- Work required:
Would you transcribe each entry precisely as it stands, setting aside any images?

(Data for analysis Opens)

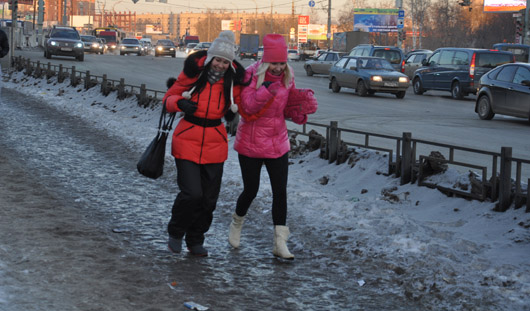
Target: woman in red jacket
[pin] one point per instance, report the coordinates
(205, 91)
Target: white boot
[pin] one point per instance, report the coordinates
(234, 234)
(281, 233)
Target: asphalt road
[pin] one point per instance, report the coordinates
(433, 116)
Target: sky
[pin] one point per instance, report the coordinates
(463, 242)
(281, 6)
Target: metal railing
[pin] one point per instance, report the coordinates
(403, 161)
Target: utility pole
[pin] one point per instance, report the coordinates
(526, 32)
(328, 35)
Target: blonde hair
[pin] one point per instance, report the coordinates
(262, 69)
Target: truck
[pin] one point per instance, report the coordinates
(346, 41)
(248, 46)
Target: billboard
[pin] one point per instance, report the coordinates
(504, 5)
(375, 20)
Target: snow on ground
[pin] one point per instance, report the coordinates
(357, 200)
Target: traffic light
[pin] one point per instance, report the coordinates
(519, 25)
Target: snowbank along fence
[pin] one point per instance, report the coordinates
(404, 162)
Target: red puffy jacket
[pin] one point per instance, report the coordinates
(202, 145)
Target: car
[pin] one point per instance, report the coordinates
(292, 54)
(146, 47)
(322, 64)
(90, 44)
(201, 46)
(505, 90)
(64, 41)
(102, 45)
(521, 51)
(414, 60)
(165, 47)
(367, 75)
(457, 70)
(131, 46)
(189, 47)
(393, 54)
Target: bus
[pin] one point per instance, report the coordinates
(112, 35)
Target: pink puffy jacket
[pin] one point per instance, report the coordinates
(265, 137)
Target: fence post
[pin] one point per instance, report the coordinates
(333, 141)
(87, 80)
(505, 180)
(72, 77)
(121, 89)
(60, 78)
(406, 158)
(143, 95)
(104, 85)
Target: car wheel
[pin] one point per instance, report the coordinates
(361, 88)
(309, 71)
(401, 94)
(456, 91)
(484, 108)
(335, 87)
(418, 87)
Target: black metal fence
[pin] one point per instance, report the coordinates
(403, 159)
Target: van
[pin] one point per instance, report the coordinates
(457, 70)
(520, 51)
(392, 54)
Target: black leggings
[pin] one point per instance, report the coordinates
(278, 171)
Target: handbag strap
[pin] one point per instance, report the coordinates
(165, 123)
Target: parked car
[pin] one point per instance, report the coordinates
(90, 44)
(131, 46)
(392, 54)
(201, 46)
(414, 60)
(367, 75)
(64, 41)
(292, 54)
(189, 47)
(102, 46)
(505, 90)
(457, 70)
(322, 64)
(520, 51)
(165, 47)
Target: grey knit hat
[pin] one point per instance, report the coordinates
(223, 46)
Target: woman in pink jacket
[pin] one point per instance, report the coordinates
(262, 138)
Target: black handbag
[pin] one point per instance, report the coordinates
(151, 162)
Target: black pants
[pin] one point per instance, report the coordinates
(278, 171)
(192, 212)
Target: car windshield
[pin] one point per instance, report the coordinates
(165, 43)
(130, 41)
(66, 34)
(374, 63)
(88, 38)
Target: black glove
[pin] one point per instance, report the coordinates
(266, 83)
(187, 106)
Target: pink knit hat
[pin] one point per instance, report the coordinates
(274, 49)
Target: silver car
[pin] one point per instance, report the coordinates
(322, 64)
(131, 45)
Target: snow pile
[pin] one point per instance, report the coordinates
(463, 244)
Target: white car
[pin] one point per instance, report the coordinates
(293, 55)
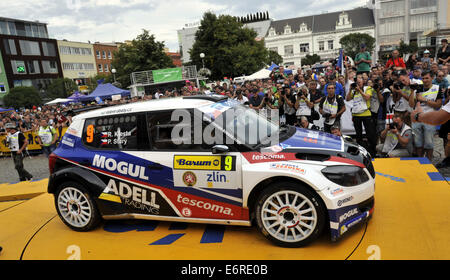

(Data for analysis Closes)

- Output of the exercise:
Target: woman in red jacket
[pin] one point per instance, report the coordinates
(205, 91)
Target: white boot
[pin] one point per instance, report the coordinates
(234, 234)
(281, 233)
Target: asphalt road
[pin] one point per instance, report the coordinates
(433, 116)
Target: sky
[pin] one point per instance, report the coordinates
(463, 242)
(281, 6)
Target: metal railing
[pin] one point per instance, report the coordinates
(403, 161)
Target: utility pole
[pin] one point per instance, report the coordinates
(526, 32)
(328, 35)
Target: blonde hair
[pin] one point per instance, report the coordinates
(262, 69)
Target: truck
[pin] one point per instance, report the coordinates
(346, 41)
(248, 46)
Target: billboard
[pin] one point per instance, report the coordinates
(504, 5)
(375, 20)
Target: snow on ground
[pin] one point per instance, report the coordinates
(357, 200)
Target: traffic light
[pin] one point per instance, report the coordinates
(519, 25)
Target: snowbank along fence
[pin] one point per instance, report the coordinates
(404, 162)
Target: red puffy jacket
[pin] one point per instance, report the coordinates
(202, 145)
Target: car
[pin] one point per instance, report the coordinates
(292, 54)
(146, 47)
(322, 64)
(90, 44)
(201, 46)
(505, 90)
(64, 41)
(102, 45)
(521, 51)
(414, 60)
(165, 47)
(367, 75)
(457, 70)
(131, 46)
(189, 47)
(393, 54)
Target: bus
[pin] one point per instance, report the coordinates
(112, 35)
Target: pink puffy jacket
[pin] one point per instance, report the coordinates
(265, 137)
Target: fence post
[pin] one point per instance, report the coordinates
(333, 141)
(87, 80)
(505, 180)
(72, 77)
(121, 89)
(60, 78)
(406, 158)
(143, 95)
(104, 85)
Target: car wheel
[pin] one point per instance, report the coordinates
(361, 88)
(309, 71)
(401, 94)
(456, 91)
(484, 108)
(335, 87)
(418, 87)
Target: black metal fence
[pin] one point per instance, report the coordinates
(403, 159)
Target: van
[pin] one point per instance, report the coordinates
(457, 70)
(520, 51)
(392, 54)
Target: black leggings
[pin] one point per instance, report the coordinates
(278, 171)
Target: handbag strap
[pin] one point per instance, report the coordinates
(165, 123)
Target: parked car
[pin] one point per instance, report the coordinates
(90, 44)
(131, 46)
(392, 54)
(201, 46)
(414, 60)
(367, 75)
(64, 41)
(292, 54)
(189, 47)
(102, 46)
(505, 90)
(457, 70)
(322, 64)
(520, 51)
(165, 47)
Target: grey knit hat
[pin] one point per instance, report the coordinates
(223, 46)
Target: woman in pink jacket
[pin] one point per instance, report the coordinates
(262, 138)
Target: black handbag
[pin] one point per instance, report the coordinates
(151, 162)
Target: black pants
[pin] one point per instance, report the coordinates
(278, 171)
(192, 212)
Target: car windshield
[pin] one point per instance, report the coordinates
(165, 43)
(130, 41)
(66, 34)
(374, 63)
(88, 38)
Target: black glove
[pin] one point per instance, report the coordinates
(266, 83)
(187, 106)
Target: pink knit hat
[pin] one point per instance, report the coordinates
(274, 49)
Target: silver car
[pin] one point per instance, report the coordinates
(322, 64)
(131, 45)
Target: snow pile
[pin] one point per instance, report the coordinates
(463, 244)
Target: white car
[pin] one point per instance, report the coordinates
(293, 55)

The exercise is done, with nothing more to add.